Start of Data for this task
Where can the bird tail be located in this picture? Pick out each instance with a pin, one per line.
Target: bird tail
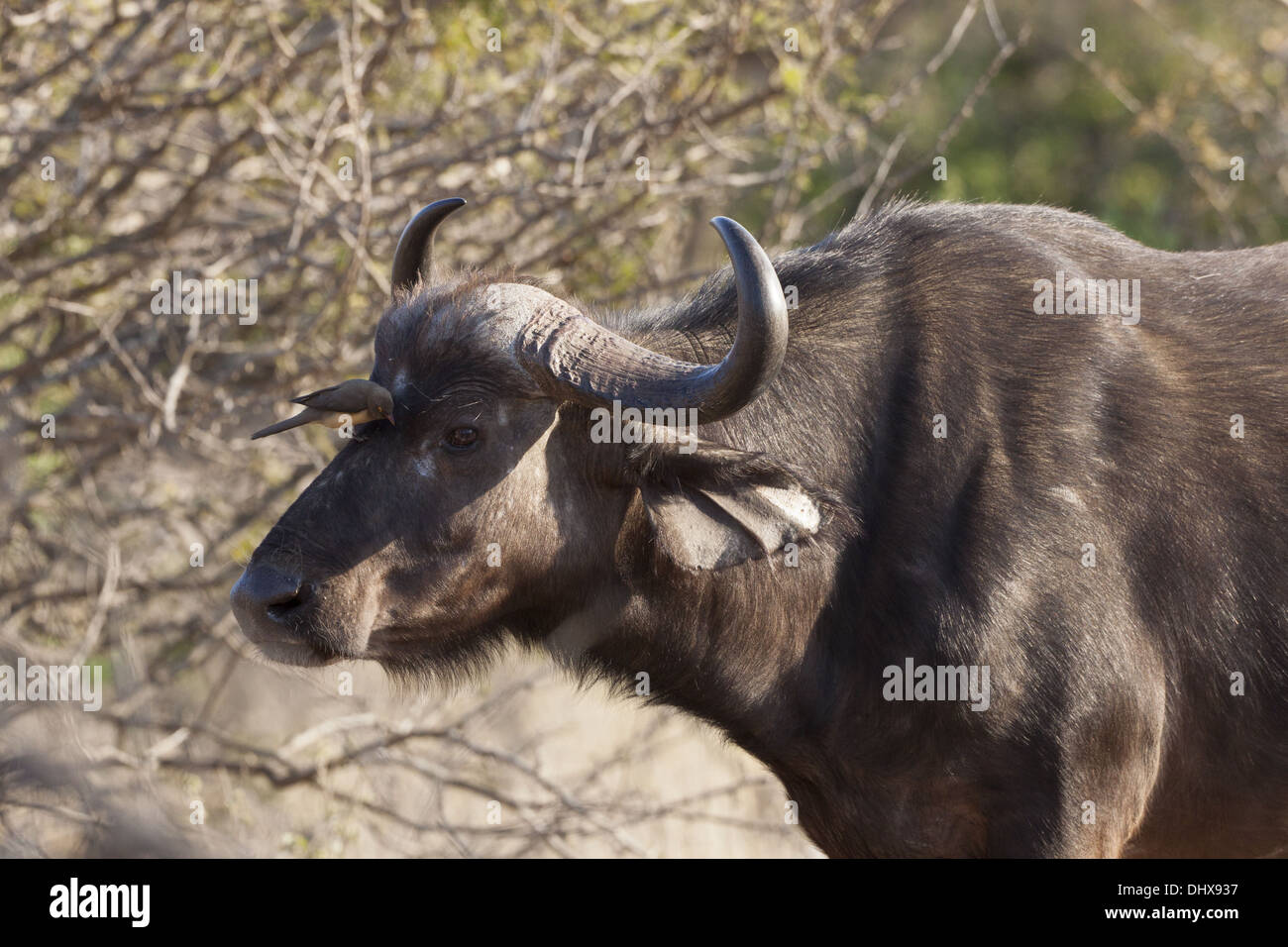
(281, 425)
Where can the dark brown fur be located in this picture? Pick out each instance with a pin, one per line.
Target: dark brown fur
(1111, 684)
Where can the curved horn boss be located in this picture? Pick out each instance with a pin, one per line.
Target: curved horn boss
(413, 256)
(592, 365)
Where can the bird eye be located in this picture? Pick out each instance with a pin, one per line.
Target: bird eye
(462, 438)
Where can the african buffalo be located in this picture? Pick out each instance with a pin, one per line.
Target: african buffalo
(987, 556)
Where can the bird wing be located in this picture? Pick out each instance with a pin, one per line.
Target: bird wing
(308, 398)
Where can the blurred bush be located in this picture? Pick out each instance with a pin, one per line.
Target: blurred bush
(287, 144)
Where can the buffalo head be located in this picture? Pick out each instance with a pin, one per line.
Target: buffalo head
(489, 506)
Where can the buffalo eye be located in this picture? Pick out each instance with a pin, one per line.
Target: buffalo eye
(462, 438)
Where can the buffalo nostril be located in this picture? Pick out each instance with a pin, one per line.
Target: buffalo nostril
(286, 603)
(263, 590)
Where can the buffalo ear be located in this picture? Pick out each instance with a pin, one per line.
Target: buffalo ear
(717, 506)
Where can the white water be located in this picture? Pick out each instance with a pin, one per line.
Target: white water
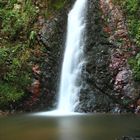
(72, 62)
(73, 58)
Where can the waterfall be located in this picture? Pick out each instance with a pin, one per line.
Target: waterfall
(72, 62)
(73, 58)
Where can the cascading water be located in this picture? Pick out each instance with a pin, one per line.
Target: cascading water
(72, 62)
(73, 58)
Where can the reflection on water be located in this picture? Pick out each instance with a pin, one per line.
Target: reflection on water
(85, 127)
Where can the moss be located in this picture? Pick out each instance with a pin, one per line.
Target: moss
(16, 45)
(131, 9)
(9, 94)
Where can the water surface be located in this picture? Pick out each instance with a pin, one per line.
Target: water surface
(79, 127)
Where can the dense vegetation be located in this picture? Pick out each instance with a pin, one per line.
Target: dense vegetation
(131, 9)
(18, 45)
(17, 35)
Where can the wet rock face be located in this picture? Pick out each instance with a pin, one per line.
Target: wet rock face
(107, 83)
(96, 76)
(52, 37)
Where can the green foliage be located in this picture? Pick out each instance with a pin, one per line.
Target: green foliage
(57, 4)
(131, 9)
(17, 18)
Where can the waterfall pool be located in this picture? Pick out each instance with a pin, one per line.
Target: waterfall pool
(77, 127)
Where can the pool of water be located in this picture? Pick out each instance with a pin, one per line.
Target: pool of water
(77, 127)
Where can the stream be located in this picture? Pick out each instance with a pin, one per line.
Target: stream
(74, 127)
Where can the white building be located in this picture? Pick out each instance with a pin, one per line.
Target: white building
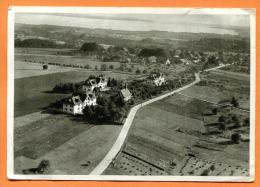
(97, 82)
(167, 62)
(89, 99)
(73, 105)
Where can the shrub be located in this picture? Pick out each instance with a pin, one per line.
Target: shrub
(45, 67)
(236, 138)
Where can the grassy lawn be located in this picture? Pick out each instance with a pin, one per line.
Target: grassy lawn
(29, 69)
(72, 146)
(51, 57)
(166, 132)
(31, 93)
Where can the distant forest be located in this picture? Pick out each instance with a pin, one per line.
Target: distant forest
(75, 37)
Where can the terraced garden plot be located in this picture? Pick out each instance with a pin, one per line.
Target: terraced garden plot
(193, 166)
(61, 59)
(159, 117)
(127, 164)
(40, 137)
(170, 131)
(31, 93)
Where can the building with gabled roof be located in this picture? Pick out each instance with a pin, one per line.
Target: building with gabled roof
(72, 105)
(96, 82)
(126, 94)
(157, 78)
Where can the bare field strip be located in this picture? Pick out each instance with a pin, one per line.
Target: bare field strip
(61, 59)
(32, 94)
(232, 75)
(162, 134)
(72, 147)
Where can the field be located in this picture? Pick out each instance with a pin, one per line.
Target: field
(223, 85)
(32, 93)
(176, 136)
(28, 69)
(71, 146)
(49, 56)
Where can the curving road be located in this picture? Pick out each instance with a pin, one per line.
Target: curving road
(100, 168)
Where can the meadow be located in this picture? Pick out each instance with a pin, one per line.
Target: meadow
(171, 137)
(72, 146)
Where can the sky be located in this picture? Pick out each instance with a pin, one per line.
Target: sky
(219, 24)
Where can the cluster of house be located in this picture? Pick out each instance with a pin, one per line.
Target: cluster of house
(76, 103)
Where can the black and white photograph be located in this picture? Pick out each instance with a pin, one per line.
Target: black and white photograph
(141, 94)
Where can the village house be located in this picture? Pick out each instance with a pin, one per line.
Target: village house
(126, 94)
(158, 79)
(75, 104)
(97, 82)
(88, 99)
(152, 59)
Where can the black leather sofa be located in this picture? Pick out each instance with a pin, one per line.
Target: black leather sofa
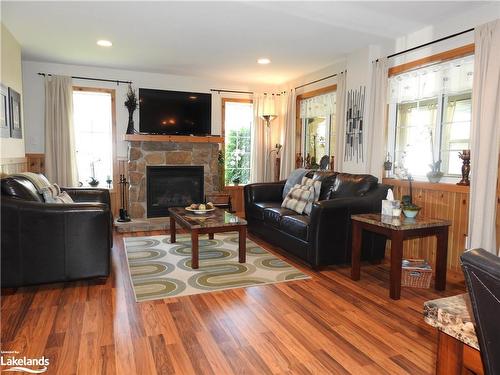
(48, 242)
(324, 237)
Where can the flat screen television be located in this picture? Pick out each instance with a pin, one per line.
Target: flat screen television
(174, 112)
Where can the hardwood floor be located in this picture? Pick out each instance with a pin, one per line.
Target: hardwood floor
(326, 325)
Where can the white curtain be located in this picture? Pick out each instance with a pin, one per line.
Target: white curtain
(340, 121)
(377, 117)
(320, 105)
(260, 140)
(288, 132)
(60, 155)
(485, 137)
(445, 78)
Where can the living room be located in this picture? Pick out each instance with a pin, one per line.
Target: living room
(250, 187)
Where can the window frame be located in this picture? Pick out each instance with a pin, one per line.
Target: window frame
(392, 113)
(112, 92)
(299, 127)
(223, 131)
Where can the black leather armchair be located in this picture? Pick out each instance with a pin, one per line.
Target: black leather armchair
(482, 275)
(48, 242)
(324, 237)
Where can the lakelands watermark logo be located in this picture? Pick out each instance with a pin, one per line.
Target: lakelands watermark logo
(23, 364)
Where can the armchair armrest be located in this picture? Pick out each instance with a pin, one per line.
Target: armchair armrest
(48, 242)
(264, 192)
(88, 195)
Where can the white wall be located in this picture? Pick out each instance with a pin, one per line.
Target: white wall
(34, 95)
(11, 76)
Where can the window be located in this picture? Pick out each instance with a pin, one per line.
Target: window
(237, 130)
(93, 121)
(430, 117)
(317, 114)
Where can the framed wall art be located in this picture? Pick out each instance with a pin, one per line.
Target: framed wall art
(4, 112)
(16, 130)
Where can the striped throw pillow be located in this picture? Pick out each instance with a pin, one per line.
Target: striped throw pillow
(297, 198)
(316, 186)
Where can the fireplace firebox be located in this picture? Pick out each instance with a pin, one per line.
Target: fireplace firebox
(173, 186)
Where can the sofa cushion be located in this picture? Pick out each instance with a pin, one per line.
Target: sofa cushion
End of Data for this task
Go through the material above and print all of it exactly, except the pictures.

Where can the bird tail be located in this picture? Pick out each instance with a pin, one per line.
Target: bird tail
(281, 425)
Where can the dark brown fur be located in this picture? Pick out each instance with a pin, one per line.
Target: dark brown fur
(1111, 684)
Where can the curved horn boss be located in this picture? Pick out each instance with a pin, one per line.
Target: curved horn boss
(413, 256)
(592, 365)
Where can the bird eye be located in this picture? Pick out each instance with a pin, one per line.
Target: bird eye
(462, 438)
Where can the african buffalo be located in this picture? Pick out each instance with a pin, one per line.
Target: african buffalo
(987, 556)
Where can the bird wing be located in this picture? Pick out each instance with a pin, one per line.
Target: bird wing
(308, 398)
Where can the blurred bush be located in this picture? Pick out each instance with a pin, one per line.
Target: blurred bush
(287, 144)
Where can the buffalo head be located in this picture? Pick out each instance with a pin, one per line.
Target: buffalo head
(489, 506)
Where can the buffalo eye be located in this picture? Pick out each instance with a pin, one per line.
Target: buffalo eye
(462, 438)
Where can the buffalo nostril be located in this picture? Pick out each instance with a pin, one per line.
Target: buffalo nostril
(286, 603)
(263, 590)
Where can the buffalo ear be located in this picture? Pick out each instance with a pin, one per line.
Target: buffalo ear
(717, 506)
Where can the white water be located in this picture? Pick out each instance with a pin, one per line.
Target: white water
(72, 62)
(73, 58)
Where can the waterfall be located in this picture? Pick out each instance with a pin, one per line.
Target: waterfall
(72, 62)
(73, 58)
Where can the cascading water be located in this picture? Pick out each instance with a pin, one per line.
Target: cascading water
(72, 62)
(73, 58)
Where can the reflection on water be located in this picture? Pick out each instance with a pin, one per line.
Target: reflection on water
(85, 127)
Where can the moss be located in this picture? Pick out each instance with a pin, one per line.
Target: moss
(16, 45)
(131, 9)
(9, 94)
Where can the water surface be located in this picture? Pick out each instance with a pin, one per line.
Target: water surface
(79, 127)
Where can the dense vegetation be located in this picture? Pick out each instance with a pin, one per line.
Target: dense vegetation
(131, 9)
(18, 45)
(17, 35)
Where can the wet rock face be located in this picture? Pick out each instance with a pin, one per line.
Target: wet rock face
(107, 83)
(96, 76)
(52, 37)
Where can the green foliage be located in this picture? Pick out each instance with a pin, one per line.
Target: green foliage
(57, 4)
(131, 9)
(17, 18)
Where can the waterfall pool be located in this picture? Pick out each instance with a pin, one per line.
Target: waterfall pool
(77, 127)
Where can the pool of water be located in this picture? Pick out each instance with a pin, one per line.
Target: pool of water
(77, 127)
Where can the stream be located in this picture? Pick out each instance with a pin, one per line.
Target: stream
(74, 127)
Where can the white building be located in this picture? Pick out each instance with a pin, one per line.
Target: white building
(97, 82)
(167, 62)
(89, 99)
(73, 105)
Where can the shrub be located in this picture? Pick out each instance with a pin, one per line.
Target: shrub
(45, 67)
(236, 138)
Where can the grassy lawn be located in this picture? Pick out each instance with a pin, one per line.
Target: grassy lawn
(29, 69)
(72, 146)
(51, 57)
(166, 132)
(31, 93)
Where can the distant forest be located in this picture? Pick out each instance with a pin, one per line.
Target: distant forest
(75, 37)
Where can the terraced garden plot be located in this picture? Pick out each instance with a pin, one per line.
Target: terraced garden plot
(193, 166)
(61, 59)
(159, 117)
(127, 164)
(40, 137)
(170, 131)
(31, 93)
Where can the building with gabled roof be located in this picture? Pick out each instance with a pin, one per line.
Target: building with gabled roof
(72, 105)
(96, 82)
(126, 94)
(157, 78)
Where can the bare field strip be located in this picture? Pick out each instance with a pin, one per line.
Target: bare field strip
(61, 59)
(32, 94)
(232, 75)
(162, 134)
(72, 147)
Where can the field be located in this picture? Pick out each instance with a pin, one per line.
Target: field
(223, 85)
(32, 93)
(176, 136)
(28, 69)
(71, 146)
(49, 56)
Where can the curving road be located in this picture? Pick out each instance with a pin, one per line.
Target: curving road
(100, 168)
Where can the meadow be located in this picture? Pick out each instance with a pin, one per line.
Target: meadow
(171, 137)
(72, 146)
Where can the sky be located in this picture? Pick out each instance with a pin, one per line.
Target: sky
(219, 24)
Where can the cluster of house be located in this picture? Pick out each instance with a pin, one per line.
Target: cluster of house
(76, 103)
Where can the black and white photograph be located in this picture? Pick out each instance with a pin, one per line.
Target: black and white photograph
(141, 94)
Where can the village house be located in this picture? Pick out each instance with a pin, one per line.
Target: village house
(126, 94)
(158, 79)
(75, 104)
(97, 82)
(88, 99)
(152, 59)
Where can the black leather sofa be located in this picture? Pick out each instance with a pin, one per line.
Target: black leather sofa
(48, 242)
(324, 237)
Where can the flat screen television be located in this picture? Pick out each instance with a pin, one per line.
Target: flat screen television
(174, 112)
Where can the hardwood floor be located in this picture? Pick out each instance with a pin, one per line.
Target: hardwood floor
(326, 325)
Where can the white curtain be located in this picture? Pick out each instance with a pin, one per line.
Target: white curtain
(340, 121)
(377, 117)
(320, 105)
(260, 140)
(288, 132)
(60, 155)
(485, 137)
(445, 78)
Where can the living room be located in this picture? Pick out each instance with a pin, one per line.
Target: living room
(250, 187)
Where can the window frame be located in this picture? Pick out each instance with a pin, one per line.
Target: window frame
(392, 113)
(112, 92)
(299, 127)
(223, 131)
Where can the black leather armchair be located in this picture? Pick out each instance with a pin, one per line.
Target: black leather armchair
(482, 275)
(48, 242)
(324, 237)
Where can the lakelands watermark logo be located in this picture? Pick out each instance with a pin, one per line.
Target: lakelands watermark logo
(23, 364)
Where can the armchair armrest be located in this picture? Pick out each instance with a pin, one per line.
Target: armchair armrest
(48, 242)
(264, 192)
(88, 195)
Where can the white wall be located in this picture? Pick out each instance with a pin, one per line.
Target: white wall
(34, 95)
(11, 76)
Where can the window be located in this picture? Pick out each instance with a pin, one per line.
Target: window
(237, 130)
(93, 121)
(430, 117)
(317, 114)
Where can the framed wall art be located in this picture? Pick out each instance with a pin, one per line.
Target: framed wall art
(4, 112)
(16, 130)
Where can the striped throw pillow be located in this picture? Pick out each instance with a pin, one per line.
Target: striped throw pillow
(297, 198)
(316, 186)
Where can the fireplace firebox be located in this picture? Pick out each instance with a pin, one per line.
Target: fireplace firebox
(173, 186)
Where can the sofa cushion be located in this picture? Pick out each instance with a pin, one per line.
Target: sofa cushion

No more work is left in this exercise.